> **THINGS TO DO**:
(a) In the Finnish school day text, copy everything from "Emilia’s required nine-year" down to "art and handicrafts.", substituting "woodworking" for "handicrafts".
(b) Answer these questions about the Finnish school day text.
(i) At what age did Emilia start school?
(ii) What percentage of Finnish kids choose English as their first foreign language?
(iii) What is the name of Emilia's pet hamster?
(c) Decide whether each statement agrees with the Finnish school day text. Answer yes or no and quote the words that decide it.
(i) Emilia's parents have paid for her schooling so far.
(ii) Emilia will start studying Swedish when she is 13.
(iii) Pena loves strawberries.

==== TEXT EXCERPT ====

Tour Three. Global Connection.
Finnish School Day
Emilia is eight years old. She started school at the age of seven, a year later than children in the United States. But, like almost all six-year-olds in Finland, Emilia attended voluntary pre-school. So far, Emilia’s parents have not had to pay for her schooling.
Almost all schools in Finland are public. The Finnish state educates children from pre-school on for free. The city provides schoolbooks and pencils, as well as lunch, free of charge. Emilia won’t be served hamburgers, hot dogs or soft drinks at lunchtime. Instead, she’ll often eat mashed potatoes and meatballs, salad, carrots, rye bread and fruit juice.
Emilia’s required nine-year education will take place in what Finns call “comprehensive schools.” Comprehensive schools teach all subjects, including mathematics, religion, environmental studies, Finnish and Swedish, foreign languages, history and social studies, civics, biology, geography, physical education, music, art and handicrafts.
Children usually start studying their first foreign language at the age of nine, so Emilia will soon choose which language she wants to learn first. Like 87 percent of Finnish kids, she will probably choose English. Some of her friends may choose to study other languages: 3.8 percent will study German, 1.2 percent will study French and 0.2 percent will study Russian.
Swedish and Finnish are the official languages of Finland. Since Emilia’s mother native language is Finnish, she will start studying Swedish when she is 13. She already knows how to say good evening in Swedish. It is “god kväll”. In Finnish, it is “hyvää iltaa”.
Emilia loves school, especially arts and music. She just finished her first oral class presentation. She talked about her pet hamster, Pena. (The books on animals claim that hamsters love strawberries, but not Pena. He prefers
blueberries and grapes.)

==== RECORD SET ====

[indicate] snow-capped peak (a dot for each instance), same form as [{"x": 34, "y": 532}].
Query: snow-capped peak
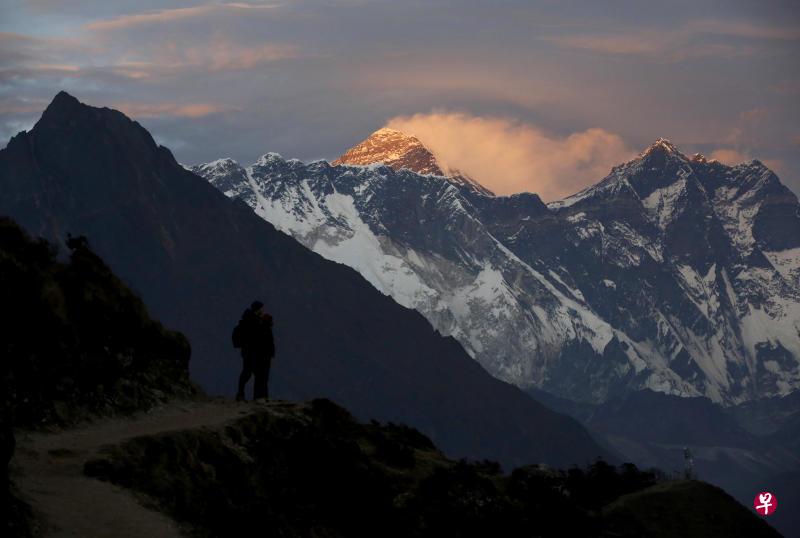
[
  {"x": 393, "y": 148},
  {"x": 401, "y": 150}
]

====

> **TASK-BY-TASK RESULTS**:
(a)
Emilia’s required nine-year education will take place in what Finns call “comprehensive schools.” Comprehensive schools teach all subjects, including mathematics, religion, environmental studies, Finnish and Swedish, foreign languages, history and social studies, civics, biology, geography, physical education, music, art and woodworking.

(b)
(i) Seven
(ii) 87 percent
(iii) Pena

(c)
(i) No: "So far, Emilia’s parents have not had to pay for her schooling."
(ii) Yes: "she will start studying Swedish when she is 13"
(iii) No: "The books on animals claim that hamsters love strawberries, but not Pena."